→ **TASK TO CARRY OUT**: Report every line of the data below that contains the string "GeoJSON", matching case exactly.

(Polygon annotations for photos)
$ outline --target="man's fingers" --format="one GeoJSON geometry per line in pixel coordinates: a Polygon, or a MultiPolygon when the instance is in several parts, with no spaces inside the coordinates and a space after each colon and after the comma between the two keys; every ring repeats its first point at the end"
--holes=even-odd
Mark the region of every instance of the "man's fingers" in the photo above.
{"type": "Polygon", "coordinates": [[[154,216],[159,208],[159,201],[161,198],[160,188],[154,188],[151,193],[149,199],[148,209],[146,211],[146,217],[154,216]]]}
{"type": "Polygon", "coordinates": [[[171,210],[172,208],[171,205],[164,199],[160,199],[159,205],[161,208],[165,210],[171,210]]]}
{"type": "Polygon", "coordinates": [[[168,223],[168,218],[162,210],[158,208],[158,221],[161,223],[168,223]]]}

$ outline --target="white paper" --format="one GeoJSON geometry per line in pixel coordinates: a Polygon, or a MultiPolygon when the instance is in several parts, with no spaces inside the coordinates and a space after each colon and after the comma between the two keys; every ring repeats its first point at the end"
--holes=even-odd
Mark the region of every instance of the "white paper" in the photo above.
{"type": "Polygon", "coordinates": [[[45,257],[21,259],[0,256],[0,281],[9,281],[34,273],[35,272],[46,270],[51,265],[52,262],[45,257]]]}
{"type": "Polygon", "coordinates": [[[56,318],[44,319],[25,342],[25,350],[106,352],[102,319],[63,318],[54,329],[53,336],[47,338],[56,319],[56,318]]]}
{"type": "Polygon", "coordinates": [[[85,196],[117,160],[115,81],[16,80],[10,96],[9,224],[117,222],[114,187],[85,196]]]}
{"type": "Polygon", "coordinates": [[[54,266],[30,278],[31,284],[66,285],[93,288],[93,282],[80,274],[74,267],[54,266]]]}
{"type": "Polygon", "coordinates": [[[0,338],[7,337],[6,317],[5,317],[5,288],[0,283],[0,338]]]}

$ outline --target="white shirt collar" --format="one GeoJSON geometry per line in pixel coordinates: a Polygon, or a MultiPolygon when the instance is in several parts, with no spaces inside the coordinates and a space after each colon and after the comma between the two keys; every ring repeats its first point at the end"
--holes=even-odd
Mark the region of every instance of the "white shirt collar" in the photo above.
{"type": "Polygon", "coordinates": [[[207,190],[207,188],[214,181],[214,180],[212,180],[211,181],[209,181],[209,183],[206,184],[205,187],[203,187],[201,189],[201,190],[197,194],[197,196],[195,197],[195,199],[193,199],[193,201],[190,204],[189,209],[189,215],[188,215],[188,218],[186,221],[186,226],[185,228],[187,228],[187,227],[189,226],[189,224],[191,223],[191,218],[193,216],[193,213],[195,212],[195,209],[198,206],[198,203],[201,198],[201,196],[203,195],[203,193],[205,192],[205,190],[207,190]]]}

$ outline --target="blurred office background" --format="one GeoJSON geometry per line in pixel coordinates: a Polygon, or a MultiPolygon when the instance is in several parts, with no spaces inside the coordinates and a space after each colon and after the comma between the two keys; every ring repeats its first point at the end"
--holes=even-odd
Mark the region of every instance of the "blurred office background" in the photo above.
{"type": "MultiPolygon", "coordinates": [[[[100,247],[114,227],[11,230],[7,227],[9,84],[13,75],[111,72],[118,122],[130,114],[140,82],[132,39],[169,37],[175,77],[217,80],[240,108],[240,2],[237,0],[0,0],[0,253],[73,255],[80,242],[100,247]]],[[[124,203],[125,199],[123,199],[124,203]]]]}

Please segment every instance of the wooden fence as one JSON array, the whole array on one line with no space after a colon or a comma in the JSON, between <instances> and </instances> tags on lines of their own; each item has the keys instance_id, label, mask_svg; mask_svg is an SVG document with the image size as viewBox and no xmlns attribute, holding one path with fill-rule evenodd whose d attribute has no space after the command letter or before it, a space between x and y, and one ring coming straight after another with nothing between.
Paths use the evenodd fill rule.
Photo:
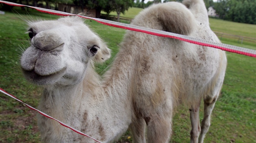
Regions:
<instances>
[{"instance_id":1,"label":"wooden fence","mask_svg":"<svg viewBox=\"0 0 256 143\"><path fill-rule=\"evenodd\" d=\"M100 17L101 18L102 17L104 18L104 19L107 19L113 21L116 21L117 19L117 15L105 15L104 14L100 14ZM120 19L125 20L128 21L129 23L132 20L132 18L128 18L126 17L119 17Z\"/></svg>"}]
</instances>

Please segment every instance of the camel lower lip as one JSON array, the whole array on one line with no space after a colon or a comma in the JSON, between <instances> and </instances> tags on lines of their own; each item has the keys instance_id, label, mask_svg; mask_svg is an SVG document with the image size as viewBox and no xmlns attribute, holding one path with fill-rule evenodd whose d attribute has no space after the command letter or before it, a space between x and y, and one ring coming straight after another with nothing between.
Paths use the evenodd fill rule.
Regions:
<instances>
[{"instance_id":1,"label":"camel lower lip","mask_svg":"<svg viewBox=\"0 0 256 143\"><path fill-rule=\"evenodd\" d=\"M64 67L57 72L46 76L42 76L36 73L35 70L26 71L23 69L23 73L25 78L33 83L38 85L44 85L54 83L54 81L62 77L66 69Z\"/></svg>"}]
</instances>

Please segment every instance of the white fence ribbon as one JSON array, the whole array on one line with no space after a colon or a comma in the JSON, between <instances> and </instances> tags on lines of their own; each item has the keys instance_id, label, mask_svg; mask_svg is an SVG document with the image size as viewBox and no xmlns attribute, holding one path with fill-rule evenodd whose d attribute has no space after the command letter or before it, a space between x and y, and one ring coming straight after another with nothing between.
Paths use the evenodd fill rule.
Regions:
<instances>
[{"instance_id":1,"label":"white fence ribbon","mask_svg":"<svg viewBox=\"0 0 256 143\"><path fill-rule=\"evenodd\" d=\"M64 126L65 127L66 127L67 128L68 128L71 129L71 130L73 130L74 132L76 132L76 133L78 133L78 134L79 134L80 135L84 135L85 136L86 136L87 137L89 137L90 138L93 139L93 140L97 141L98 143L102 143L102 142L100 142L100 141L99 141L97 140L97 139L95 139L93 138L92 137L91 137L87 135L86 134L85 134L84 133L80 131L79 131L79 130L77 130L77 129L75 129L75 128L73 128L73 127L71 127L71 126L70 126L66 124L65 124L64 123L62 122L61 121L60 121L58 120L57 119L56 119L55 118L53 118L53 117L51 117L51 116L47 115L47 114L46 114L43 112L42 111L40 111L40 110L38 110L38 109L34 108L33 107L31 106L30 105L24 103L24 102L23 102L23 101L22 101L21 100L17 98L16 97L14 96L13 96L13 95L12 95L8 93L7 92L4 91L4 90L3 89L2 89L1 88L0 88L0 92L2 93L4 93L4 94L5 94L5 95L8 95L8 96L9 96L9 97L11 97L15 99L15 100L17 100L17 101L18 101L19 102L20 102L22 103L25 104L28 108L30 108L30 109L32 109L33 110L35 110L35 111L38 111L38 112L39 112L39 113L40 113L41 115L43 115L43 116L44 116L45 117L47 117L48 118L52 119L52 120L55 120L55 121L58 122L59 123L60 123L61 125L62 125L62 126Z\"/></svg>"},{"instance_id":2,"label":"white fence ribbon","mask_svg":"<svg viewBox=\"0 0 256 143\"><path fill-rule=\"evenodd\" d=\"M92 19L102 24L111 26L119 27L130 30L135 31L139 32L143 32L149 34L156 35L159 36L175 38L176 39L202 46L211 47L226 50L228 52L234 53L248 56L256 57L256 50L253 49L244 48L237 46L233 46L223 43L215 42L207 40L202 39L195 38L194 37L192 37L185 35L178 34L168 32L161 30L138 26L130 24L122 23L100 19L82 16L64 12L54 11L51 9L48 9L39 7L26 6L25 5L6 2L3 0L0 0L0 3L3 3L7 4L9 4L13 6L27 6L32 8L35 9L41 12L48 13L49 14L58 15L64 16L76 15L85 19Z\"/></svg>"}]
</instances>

...

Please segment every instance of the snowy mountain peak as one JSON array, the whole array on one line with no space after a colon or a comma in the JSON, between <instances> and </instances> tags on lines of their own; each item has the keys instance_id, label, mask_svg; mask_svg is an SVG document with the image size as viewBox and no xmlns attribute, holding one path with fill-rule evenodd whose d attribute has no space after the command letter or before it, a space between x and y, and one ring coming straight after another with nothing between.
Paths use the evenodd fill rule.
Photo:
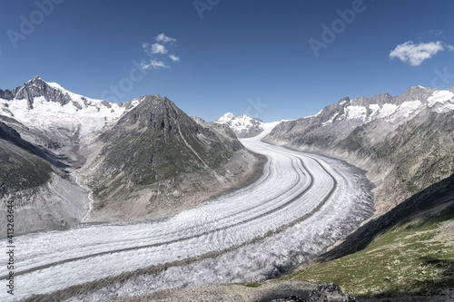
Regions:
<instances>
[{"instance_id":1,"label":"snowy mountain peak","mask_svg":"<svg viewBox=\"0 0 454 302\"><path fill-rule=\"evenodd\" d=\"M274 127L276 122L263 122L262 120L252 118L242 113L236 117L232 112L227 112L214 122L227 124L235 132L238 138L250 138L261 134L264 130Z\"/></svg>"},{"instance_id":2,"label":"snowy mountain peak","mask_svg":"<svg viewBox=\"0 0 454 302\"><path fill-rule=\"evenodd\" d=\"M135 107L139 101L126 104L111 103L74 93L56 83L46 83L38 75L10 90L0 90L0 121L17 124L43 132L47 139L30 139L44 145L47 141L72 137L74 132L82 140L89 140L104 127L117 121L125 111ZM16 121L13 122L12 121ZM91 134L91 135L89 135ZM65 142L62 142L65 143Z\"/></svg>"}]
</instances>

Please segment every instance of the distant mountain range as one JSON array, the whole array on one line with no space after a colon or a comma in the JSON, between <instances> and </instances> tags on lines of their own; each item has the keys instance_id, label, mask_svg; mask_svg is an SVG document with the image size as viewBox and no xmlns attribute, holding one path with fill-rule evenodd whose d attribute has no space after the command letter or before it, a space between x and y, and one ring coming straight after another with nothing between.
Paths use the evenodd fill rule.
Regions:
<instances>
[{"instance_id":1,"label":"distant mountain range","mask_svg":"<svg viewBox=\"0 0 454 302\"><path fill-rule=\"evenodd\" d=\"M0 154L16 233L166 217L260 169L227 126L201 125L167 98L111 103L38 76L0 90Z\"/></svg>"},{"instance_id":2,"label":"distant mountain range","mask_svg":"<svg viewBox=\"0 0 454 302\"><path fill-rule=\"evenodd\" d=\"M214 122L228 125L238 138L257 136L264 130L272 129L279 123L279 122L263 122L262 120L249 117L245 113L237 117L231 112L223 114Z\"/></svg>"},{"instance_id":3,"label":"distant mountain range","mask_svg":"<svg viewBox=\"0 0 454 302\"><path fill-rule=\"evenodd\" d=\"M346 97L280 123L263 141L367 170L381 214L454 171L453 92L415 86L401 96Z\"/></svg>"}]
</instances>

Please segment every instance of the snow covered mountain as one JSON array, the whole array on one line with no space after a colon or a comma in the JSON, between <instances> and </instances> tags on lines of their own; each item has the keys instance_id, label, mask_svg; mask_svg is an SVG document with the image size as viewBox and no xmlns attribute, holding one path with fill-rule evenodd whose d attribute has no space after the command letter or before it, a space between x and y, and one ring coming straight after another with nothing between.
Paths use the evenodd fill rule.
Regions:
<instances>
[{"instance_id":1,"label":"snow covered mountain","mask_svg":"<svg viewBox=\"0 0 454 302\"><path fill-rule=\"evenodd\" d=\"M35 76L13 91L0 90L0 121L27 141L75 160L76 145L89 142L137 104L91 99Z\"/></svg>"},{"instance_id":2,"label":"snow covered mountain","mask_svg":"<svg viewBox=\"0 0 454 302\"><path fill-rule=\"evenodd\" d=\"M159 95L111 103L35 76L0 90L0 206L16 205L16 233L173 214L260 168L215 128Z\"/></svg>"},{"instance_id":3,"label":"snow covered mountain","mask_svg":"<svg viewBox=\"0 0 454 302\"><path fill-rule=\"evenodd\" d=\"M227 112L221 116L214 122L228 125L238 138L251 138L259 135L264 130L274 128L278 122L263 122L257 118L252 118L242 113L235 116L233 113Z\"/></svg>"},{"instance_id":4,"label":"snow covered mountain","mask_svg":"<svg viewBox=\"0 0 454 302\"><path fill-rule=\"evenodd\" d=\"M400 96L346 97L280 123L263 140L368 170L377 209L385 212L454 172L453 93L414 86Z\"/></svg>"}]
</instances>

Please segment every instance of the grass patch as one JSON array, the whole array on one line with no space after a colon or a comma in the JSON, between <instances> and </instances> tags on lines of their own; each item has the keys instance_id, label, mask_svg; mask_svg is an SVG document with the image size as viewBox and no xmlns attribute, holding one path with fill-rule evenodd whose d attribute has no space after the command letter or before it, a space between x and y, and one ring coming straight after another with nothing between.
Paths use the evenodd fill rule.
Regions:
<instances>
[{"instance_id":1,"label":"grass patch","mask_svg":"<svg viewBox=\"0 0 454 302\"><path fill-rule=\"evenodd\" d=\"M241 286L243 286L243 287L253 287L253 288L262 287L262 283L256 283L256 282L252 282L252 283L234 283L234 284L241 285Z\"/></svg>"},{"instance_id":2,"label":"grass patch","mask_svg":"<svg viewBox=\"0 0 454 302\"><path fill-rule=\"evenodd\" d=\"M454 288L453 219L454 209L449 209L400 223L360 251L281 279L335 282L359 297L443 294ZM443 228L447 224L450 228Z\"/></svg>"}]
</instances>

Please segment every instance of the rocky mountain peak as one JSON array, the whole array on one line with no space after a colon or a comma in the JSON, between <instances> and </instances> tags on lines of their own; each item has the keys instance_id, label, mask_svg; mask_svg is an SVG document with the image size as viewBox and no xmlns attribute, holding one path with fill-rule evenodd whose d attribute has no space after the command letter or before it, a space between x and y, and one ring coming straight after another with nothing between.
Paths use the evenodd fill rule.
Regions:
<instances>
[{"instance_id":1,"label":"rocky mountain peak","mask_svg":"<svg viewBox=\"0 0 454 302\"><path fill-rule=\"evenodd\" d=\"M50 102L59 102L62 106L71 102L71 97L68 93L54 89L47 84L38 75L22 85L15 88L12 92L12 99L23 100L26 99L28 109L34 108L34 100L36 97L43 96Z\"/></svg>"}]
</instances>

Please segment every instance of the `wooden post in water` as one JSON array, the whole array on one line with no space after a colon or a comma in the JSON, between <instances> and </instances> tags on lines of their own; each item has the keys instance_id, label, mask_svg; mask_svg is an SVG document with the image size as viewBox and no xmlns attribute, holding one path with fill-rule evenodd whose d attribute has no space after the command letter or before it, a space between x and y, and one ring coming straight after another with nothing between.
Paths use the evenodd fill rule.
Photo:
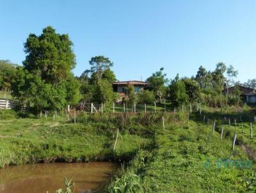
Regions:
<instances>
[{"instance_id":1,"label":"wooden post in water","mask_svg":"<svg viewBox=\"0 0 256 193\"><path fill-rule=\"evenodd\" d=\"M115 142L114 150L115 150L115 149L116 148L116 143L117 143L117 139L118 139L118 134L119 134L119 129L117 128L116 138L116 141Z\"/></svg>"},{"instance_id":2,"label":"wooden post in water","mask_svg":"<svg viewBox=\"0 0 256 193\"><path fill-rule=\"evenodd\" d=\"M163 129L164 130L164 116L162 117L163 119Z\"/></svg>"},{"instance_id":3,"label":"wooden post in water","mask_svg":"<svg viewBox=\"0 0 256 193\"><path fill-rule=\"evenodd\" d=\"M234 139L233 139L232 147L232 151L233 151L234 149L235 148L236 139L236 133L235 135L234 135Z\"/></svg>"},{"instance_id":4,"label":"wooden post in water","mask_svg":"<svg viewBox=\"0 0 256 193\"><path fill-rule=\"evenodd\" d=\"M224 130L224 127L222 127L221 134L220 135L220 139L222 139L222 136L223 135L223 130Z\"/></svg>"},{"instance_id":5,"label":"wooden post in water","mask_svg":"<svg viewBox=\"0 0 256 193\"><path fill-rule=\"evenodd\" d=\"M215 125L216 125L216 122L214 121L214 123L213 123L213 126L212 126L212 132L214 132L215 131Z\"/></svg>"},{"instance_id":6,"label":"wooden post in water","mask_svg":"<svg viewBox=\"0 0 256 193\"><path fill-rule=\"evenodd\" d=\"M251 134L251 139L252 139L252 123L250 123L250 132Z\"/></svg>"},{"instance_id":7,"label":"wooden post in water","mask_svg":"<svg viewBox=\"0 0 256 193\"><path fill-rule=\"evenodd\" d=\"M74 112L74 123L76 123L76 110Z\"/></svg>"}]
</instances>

→ **RESULT OF THE EXERCISE**:
$ outline --target="man's fingers" --format="one GeoJSON geometry per line in pixel coordinates: a Polygon, or a MultiPolygon when the instance is in several parts, with no spaces inside the coordinates and a space after each colon and after the comma between the two keys; every ring repeats its first point at the end"
$ outline --target="white paper" --format="one GeoJSON geometry per line in pixel coordinates: a Polygon, or a MultiPolygon when the instance is in several parts, with no spaces inside the coordinates and a space after each colon and after the comma between the two keys; every ring repeats its first point at the end"
$ outline --target="white shirt collar" --format="one GeoJSON geometry per line in pixel coordinates: a Polygon, or a MultiPolygon when the instance is in several parts, with no spaces inside the coordinates and a space after each colon and after the comma between the two keys; every ring repeats its first point at the end"
$ outline --target="blurred office background" --format="one GeoJSON geometry per line in pixel coordinates: a Polygon, or a MultiPolygon when the instance is in several parts, with no spaces inside the coordinates and a space after each colon and after the comma between the two keys; every ring repeats its first point at the end"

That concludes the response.